*Task requirements*: Which lines in the records below contain the string "boxes"? List each of those lines in full, and treat uppercase and lowercase letters as different.

*Input rows*:

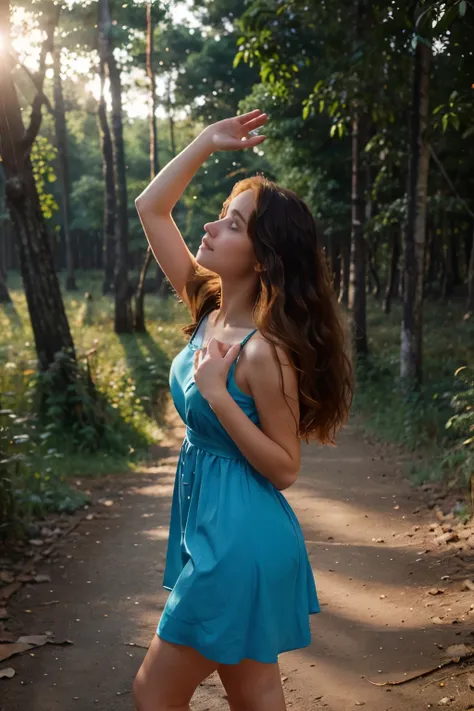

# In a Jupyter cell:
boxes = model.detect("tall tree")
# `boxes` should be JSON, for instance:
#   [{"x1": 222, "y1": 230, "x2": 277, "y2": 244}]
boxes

*In response*:
boxes = model.detect("tall tree")
# `boxes` should be JSON, for instance:
boxes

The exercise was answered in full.